→ DOCUMENT SECTION

################

Joan Murray, late 1930s–early 1940s

The only poem by Joan Murray (1917–1942) published during her short life appeared in the April 1941 issue of Decision: A Review of Free Culture, an impressive monthly periodical founded that year by Klaus Mann, son of Thomas Mann. Contributors to Decision, which folded after only twelve issues, included Jean Cocteau, Virginia Woolf, Marianne Moore, W. Somerset Maugham, William Carlos Williams, E.M. Forster, and Thomas Mann, as well as another recent immigrant to America, W.H. Auden, who helped out with the editing too. Auden (who was, incidentally, Klaus’s brother-in-law, having married Erika Mann in 1935 to facilitate her escape from Nazi Germany) was invited to compile for the April issue a selection of unpublished poems. In the event, however, he opted to devote all of his allotted pages to printing a work by a twenty-four-year-old student enrolled in his “Poetry and Culture” class at the New School.

################

Collected data entries:
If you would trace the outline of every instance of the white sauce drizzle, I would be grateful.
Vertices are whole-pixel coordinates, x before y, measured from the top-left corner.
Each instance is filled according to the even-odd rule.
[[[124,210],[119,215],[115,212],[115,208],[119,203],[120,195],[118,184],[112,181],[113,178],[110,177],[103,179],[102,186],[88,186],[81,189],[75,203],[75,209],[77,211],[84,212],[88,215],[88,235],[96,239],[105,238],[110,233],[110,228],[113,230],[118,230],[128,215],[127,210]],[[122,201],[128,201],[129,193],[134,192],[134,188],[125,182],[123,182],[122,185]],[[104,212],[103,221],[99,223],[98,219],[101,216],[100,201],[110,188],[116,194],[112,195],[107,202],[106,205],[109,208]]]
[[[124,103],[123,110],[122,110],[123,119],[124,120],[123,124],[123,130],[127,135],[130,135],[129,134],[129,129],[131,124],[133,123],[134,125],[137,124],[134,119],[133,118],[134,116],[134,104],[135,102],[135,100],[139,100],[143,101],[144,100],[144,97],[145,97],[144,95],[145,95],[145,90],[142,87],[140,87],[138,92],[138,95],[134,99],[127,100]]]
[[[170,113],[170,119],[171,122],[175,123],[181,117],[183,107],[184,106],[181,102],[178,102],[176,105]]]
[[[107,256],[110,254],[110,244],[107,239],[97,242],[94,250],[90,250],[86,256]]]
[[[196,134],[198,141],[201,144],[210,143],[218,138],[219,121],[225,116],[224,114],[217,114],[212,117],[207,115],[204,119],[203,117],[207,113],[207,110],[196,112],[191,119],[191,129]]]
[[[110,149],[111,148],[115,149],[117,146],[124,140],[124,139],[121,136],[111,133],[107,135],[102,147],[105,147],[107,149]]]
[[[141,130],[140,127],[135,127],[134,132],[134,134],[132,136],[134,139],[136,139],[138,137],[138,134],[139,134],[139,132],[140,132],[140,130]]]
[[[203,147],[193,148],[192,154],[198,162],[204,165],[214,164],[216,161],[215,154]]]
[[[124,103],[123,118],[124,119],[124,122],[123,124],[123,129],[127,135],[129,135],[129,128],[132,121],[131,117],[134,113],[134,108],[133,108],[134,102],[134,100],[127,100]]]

################

→ PROBLEM SET
**a)** In the passage about Joan Murray, which issue of Decision carried the only poem of hers published while she was alive?
**b)** How many lines in the entries contain the string "instance"? Reply with the number only.

→ ANSWER SET
**a)** The April 1941 issue.

**b)** 2